Document passage |
----
7. Compare commanded throttle angle to actual throttle angle on live data. A large mismatch suggests a control inhibit event or a mechanical/electrical limitation; don’t assume a bad throttle body without confirming inputs and supply.
8. If your scan tool supports it, run an actuator sweep/ETC function test. Listen for binding and watch for consistent movement; stop if the throttle behaves erratically or the test aborts.
9. Check for communication health and plausibility. Verify the scan tool maintains stable communication and inspect CAN bus voltages at the diagnostic connector if network issues are suspected.
10. After any repair, clear the code and perform a drive cycle that recreates the original conditions while monitoring voltage, APP correlation, and throttle commanded/actual values to confirm the inhibit condition does not return.

Professional tip: Treat P2105 as a “system inhibit” result, not a parts verdict—prove stable battery/charging voltage and low voltage-drop on PCM/throttle powers and grounds first, then verify APP and throttle position signals are smooth and correlated before condemning the throttle body or considering a possible PCM input-stage issue.

Possible Fixes & Repair Costs

Repairs for P2105 should be based on what you can prove with voltage, ground, and signal checks in the throttle actuation control system rather than replacing parts on a hunch. Low cost ($0–$80) covers cleaning and securing connectors, repairing minor harness chafing, restoring terminal tension, and correcting loose battery/engine grounds—justified when you find voltage drop, corrosion, or an intermittent wiggle-test reaction. Typical cost ($120–$450) often includes replacing a damaged throttle body pigtail/connector, repairing a harness section, or servicing a sticking throttle plate—justified only after you confirm power/ground integrity but see unstable command/feedback correlation or a mechanical bind during inspection.
----
[Stored dataset records]
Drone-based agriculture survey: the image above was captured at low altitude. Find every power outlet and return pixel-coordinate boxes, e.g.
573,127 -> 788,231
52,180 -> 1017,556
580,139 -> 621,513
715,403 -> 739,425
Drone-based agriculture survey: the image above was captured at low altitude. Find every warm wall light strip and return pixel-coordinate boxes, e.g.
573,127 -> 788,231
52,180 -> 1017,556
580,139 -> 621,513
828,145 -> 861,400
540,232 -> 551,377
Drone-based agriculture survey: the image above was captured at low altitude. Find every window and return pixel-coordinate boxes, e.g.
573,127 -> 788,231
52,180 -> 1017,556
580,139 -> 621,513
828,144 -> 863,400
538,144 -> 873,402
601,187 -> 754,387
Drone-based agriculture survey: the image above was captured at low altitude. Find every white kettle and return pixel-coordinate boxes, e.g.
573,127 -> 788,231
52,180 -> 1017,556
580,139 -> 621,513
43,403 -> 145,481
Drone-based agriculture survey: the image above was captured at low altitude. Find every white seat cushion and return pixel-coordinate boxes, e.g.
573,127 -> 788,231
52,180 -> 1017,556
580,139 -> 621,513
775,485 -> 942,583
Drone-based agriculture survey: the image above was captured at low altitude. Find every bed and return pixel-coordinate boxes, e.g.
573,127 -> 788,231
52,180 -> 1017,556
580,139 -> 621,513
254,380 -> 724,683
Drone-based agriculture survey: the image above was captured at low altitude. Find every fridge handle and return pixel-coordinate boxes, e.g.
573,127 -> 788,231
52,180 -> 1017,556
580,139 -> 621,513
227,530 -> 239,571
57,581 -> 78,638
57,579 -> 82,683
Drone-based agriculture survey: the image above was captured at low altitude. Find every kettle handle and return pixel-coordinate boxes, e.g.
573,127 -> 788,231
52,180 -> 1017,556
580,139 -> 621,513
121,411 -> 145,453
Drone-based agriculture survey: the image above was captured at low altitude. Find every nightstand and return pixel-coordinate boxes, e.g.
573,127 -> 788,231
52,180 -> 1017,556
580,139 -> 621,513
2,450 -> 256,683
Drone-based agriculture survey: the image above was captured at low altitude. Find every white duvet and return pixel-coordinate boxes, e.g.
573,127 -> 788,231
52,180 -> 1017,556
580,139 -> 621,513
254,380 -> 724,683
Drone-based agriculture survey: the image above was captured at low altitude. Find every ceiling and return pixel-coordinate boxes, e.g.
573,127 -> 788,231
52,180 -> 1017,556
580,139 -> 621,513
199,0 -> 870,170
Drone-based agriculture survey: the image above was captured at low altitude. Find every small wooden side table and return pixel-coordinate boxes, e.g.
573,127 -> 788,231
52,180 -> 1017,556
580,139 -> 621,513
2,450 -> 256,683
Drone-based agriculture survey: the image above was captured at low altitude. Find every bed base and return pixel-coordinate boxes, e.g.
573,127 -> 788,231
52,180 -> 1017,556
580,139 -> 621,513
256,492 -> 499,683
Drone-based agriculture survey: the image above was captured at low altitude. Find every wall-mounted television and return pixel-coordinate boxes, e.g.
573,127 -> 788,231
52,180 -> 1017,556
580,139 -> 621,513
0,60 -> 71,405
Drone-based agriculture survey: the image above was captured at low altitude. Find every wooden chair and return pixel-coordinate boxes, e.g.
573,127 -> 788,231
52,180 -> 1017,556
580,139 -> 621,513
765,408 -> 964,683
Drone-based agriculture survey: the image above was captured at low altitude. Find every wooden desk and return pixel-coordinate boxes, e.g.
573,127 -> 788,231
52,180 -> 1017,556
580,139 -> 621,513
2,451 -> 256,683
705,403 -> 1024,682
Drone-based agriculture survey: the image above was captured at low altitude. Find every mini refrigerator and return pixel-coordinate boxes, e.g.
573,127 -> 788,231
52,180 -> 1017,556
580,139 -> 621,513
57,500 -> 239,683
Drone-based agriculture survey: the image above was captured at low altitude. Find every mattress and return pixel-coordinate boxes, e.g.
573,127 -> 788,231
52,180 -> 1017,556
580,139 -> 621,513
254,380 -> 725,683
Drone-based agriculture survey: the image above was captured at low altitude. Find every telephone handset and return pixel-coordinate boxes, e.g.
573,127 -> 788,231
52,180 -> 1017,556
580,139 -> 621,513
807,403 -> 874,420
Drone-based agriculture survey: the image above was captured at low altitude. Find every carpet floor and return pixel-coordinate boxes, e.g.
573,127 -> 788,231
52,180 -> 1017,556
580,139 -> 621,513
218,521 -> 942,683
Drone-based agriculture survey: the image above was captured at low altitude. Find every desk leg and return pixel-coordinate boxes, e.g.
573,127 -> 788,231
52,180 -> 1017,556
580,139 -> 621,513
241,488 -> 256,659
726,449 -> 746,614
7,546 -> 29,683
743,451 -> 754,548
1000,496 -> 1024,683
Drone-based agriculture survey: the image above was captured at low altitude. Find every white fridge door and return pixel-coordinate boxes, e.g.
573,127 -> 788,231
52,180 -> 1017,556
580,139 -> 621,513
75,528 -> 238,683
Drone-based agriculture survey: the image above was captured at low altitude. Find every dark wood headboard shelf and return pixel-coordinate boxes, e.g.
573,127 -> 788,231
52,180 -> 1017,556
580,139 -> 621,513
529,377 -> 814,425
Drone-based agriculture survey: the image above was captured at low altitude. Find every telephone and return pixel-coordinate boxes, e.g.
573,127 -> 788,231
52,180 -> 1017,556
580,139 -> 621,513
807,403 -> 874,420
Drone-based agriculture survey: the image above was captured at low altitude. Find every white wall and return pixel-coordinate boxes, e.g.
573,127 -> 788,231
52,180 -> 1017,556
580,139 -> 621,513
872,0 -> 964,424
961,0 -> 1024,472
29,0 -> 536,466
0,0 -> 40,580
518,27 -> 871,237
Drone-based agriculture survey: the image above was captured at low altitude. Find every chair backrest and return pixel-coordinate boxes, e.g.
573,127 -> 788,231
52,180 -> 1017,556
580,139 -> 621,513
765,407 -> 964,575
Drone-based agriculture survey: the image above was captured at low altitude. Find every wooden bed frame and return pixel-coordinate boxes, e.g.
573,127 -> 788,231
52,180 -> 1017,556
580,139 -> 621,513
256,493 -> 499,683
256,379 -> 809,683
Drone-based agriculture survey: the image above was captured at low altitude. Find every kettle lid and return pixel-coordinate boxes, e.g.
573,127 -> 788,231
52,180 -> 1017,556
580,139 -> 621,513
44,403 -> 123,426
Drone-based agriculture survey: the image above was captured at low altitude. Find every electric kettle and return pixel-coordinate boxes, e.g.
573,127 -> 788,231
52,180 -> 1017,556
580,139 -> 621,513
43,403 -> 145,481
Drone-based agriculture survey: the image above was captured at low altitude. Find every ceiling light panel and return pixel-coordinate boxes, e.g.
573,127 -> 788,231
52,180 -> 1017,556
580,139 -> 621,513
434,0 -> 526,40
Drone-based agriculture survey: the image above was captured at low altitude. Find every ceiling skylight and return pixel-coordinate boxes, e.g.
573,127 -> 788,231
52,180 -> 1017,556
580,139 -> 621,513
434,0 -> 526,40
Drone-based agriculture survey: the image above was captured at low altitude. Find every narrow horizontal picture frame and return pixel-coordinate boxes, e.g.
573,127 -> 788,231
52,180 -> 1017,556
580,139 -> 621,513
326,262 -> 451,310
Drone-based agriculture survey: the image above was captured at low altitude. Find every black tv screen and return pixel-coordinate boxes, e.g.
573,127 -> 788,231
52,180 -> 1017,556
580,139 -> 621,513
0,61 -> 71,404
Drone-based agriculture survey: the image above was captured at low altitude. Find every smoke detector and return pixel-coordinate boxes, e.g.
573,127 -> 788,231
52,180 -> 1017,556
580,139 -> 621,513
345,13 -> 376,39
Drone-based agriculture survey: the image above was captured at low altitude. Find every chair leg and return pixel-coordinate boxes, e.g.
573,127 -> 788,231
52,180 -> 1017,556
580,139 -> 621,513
----
What to do |
In the P2105 repair guide, what cost range is given for low-cost repairs? The records are separate material and have no connection to the text.

Response to the task |
$0–$80